> _Bacaan_
▼

Thomas Nifinluri, Kepala BKSDA Sulawesi Selatan, mengatakan, pandemi Corona ini pukulan serius dalam upaya konservasi, terutama lembaga swasta. “Lembaga (sawsta) ini murni mengandalkan paket wisata dan kunjungan, lembaga yang dibawahi pemerintah memang sudah ada anggaran khusus, jadi tidak akan terganggu,” katanya.

BKSDA memiliki kandang transit untuk satwa. Di Makassar, beberapa kandang ditempatkan di kantor mereka di Jalan Perintis Kemerdekaan. Satwa lain titip di cagar alam Kota Parepare. “Kita akan lihat, dalam waktu dekat, jika memungkinkan dari satwa tangkapan, kalau sehat dan bisa dilepaskan akan pelepasan,” katanya.

▲

> _Petunjuk Pengerjaan_
• 1. Menurut bacaan, di mana satwa lain milik BKSDA Sulawesi Selatan dititipkan selain di kandang kantornya di Makassar?
• 2. Teruskan bacaan tentang dampak pandemi terhadap konservasi satwa di Sulawesi Selatan mulai dari kalimat terakhirnya.
Data ini tidak berkaitan dengan isi bacaan tentang konservasi satwa.

> _Cuplikan Data_
▼

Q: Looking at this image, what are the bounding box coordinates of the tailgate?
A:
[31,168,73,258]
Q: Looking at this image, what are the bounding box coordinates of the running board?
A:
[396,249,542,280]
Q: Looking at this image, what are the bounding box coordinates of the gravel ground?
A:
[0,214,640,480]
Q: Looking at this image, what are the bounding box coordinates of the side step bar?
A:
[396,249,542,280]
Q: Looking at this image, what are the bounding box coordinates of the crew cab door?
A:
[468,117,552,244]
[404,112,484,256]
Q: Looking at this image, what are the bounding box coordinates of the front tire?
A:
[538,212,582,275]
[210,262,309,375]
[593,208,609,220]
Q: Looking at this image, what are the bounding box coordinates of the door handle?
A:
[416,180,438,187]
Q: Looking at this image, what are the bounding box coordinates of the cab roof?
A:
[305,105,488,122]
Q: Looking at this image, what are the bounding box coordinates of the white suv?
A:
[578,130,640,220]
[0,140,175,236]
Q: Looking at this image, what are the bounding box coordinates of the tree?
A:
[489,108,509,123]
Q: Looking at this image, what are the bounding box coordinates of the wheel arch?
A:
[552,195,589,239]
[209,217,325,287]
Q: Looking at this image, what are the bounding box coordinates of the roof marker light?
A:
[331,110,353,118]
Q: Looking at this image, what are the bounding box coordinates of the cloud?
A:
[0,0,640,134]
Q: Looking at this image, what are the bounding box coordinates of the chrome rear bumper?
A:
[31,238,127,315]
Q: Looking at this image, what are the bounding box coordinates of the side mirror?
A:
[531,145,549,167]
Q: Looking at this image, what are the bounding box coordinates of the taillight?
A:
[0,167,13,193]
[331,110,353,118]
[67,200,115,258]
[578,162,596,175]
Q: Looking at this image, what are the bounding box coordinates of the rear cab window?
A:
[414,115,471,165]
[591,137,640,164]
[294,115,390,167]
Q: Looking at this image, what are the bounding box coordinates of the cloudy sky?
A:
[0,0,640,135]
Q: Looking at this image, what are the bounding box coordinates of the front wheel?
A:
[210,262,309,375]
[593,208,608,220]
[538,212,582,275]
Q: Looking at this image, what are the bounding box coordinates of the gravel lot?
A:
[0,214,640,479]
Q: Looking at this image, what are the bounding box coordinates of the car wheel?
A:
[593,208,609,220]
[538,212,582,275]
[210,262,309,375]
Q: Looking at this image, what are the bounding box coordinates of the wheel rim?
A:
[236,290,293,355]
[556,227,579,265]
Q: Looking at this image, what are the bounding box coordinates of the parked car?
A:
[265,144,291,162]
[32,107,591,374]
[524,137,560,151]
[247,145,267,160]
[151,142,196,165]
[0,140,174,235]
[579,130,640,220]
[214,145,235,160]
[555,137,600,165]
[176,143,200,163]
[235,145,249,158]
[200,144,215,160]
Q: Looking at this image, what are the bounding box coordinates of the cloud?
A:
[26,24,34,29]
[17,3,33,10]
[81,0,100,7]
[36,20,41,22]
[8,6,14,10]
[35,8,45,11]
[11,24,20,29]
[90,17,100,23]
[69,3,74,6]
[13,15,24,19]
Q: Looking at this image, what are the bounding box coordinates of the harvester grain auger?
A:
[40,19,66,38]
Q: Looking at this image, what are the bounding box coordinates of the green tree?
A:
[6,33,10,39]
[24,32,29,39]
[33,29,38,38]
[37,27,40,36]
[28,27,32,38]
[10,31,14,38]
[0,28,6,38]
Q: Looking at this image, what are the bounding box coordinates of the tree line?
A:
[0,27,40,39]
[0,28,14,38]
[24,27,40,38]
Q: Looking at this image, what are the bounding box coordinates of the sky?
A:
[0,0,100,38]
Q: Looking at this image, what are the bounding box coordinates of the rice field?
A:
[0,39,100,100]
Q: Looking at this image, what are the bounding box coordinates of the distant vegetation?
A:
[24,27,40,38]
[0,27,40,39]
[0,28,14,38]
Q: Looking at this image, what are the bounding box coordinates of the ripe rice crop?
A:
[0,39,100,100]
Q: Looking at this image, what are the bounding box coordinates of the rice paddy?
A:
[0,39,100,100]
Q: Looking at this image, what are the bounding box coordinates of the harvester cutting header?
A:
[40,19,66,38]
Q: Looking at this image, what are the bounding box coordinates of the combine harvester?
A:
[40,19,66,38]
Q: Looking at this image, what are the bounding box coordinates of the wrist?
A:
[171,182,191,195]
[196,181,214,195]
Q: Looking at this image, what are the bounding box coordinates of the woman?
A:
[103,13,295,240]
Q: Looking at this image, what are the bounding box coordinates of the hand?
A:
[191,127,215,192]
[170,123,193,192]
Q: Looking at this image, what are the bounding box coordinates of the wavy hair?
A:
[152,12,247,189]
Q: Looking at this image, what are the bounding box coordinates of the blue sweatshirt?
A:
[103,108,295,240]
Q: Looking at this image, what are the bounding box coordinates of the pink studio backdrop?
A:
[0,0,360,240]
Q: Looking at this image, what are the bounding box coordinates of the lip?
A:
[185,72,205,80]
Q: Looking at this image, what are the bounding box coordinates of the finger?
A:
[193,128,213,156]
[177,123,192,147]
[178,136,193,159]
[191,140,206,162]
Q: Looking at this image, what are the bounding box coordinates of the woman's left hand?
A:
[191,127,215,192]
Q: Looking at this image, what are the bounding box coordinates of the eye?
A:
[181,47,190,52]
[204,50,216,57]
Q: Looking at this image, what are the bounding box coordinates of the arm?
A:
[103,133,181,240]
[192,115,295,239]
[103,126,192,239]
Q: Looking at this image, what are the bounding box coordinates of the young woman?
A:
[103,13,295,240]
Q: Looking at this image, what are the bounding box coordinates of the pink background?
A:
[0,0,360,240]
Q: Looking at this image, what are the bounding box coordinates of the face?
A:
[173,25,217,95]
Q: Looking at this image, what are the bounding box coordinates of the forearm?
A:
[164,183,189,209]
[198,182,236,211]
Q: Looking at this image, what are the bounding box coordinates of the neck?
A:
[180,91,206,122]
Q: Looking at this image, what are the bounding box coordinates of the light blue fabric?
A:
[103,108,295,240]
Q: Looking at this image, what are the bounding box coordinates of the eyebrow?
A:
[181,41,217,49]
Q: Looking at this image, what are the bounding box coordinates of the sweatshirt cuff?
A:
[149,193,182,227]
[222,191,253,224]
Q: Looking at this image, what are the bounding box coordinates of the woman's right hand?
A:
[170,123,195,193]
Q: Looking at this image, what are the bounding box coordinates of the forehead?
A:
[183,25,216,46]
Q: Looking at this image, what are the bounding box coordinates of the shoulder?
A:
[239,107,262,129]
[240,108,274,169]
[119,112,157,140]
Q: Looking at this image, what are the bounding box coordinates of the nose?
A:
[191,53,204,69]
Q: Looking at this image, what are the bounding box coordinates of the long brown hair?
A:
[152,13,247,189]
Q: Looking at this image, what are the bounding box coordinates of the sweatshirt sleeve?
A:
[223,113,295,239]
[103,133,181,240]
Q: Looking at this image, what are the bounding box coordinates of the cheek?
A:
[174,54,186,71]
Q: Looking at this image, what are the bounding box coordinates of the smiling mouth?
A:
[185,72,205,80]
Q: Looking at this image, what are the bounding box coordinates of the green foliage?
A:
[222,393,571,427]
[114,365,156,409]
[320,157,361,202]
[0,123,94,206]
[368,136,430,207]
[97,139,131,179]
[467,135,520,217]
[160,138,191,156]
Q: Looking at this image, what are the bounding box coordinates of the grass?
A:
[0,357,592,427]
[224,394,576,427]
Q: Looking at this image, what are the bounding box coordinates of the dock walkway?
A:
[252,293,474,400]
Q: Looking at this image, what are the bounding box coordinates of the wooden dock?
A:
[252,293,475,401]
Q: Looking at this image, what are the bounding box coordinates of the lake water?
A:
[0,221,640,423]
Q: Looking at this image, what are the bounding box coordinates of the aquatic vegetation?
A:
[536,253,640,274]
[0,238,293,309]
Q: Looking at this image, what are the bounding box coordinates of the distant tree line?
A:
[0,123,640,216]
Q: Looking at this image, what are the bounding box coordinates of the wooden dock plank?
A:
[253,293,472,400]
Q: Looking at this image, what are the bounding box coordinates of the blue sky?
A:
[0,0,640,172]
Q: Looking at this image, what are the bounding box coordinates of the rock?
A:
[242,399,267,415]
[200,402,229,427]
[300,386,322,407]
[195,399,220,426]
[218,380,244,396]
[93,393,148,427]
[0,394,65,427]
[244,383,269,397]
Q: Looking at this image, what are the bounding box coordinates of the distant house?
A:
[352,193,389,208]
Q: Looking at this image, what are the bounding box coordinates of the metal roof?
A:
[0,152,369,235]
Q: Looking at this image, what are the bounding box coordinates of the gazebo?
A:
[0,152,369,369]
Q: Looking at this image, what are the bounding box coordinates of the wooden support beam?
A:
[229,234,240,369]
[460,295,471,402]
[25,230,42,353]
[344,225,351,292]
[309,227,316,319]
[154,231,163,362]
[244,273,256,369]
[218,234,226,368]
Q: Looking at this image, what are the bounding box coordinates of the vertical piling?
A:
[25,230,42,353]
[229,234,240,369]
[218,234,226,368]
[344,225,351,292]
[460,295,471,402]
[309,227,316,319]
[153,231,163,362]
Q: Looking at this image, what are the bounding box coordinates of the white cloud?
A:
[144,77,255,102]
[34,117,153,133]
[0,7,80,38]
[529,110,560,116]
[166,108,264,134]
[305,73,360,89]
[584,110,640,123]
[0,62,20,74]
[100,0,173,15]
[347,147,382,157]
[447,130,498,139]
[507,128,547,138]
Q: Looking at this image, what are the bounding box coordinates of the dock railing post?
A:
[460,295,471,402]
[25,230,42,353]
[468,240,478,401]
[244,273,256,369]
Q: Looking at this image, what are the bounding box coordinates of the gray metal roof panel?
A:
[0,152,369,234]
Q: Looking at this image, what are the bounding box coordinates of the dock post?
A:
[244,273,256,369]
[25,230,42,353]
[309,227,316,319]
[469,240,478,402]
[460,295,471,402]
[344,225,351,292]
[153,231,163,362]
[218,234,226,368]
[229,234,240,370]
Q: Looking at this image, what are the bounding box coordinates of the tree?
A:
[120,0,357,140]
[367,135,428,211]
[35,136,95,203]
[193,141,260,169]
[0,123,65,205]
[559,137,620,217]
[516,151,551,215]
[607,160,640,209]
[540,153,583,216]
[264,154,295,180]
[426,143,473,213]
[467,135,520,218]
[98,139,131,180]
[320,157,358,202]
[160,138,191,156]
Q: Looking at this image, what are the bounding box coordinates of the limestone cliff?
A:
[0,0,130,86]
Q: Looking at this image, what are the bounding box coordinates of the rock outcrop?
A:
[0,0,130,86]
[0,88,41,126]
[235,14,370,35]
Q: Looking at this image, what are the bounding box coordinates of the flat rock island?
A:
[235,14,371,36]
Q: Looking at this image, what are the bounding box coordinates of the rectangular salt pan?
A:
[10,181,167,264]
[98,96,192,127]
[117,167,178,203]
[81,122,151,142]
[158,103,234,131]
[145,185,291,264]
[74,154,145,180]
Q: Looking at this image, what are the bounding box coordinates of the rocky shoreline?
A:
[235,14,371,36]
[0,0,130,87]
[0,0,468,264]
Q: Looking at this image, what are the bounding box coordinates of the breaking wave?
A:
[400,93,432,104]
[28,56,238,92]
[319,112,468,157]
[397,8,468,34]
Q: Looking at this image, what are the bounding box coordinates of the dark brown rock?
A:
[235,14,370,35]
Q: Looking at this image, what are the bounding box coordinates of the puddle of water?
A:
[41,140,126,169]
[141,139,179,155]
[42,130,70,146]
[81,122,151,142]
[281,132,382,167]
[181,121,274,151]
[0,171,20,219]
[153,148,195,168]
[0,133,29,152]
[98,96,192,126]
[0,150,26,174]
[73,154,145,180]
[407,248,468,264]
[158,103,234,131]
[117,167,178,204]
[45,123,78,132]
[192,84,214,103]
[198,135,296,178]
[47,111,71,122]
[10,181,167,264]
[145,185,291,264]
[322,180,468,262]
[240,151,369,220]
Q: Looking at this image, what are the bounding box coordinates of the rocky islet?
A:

▲

> _Kunci Jawaban_
• 1. Di cagar alam Kota Parepare.

• 2.
BKSDA ingin mengurangi interaksi satwa dengan manusia. “Pandemi ini membawa beragam kekhawatiran. Kita ingin berupaya meminimalisir, kemungkinan munculnya virus lain.”

Thomas bilang, pandemi Corona memaksa Kementerian Lingkungan Hidup dan Kehutanan memangkas sekitar 65% anggaran, dialihkan upaya penanganan wabah COVID-19. “Jadi, melalui kementerian di Sumatera, misal, upaya kerjasama dengan Dinas Pertanian dan Peternakan, jika ada pakan bisa disumbangkan untuk lembaga konservasi. Jadi saling bantulah.”

Bagaimana dengan Sulawesi Selatan? “Kami akan membicarakan itu.Kami akan membahasnya.”

Di Sulawesi Selatan, lembaga konservasi swasta ada dua. Gowa Dicovery Park (PT Mirah Megah Wisata) dan Bontomarannu Education Park (CV Citra Satwa Celebes). Dua tempat ini di Kabupaten Gowa. Dalam hasil monitoring BKSDA, antara September-November 2019, satwa di tempat ini ada 659.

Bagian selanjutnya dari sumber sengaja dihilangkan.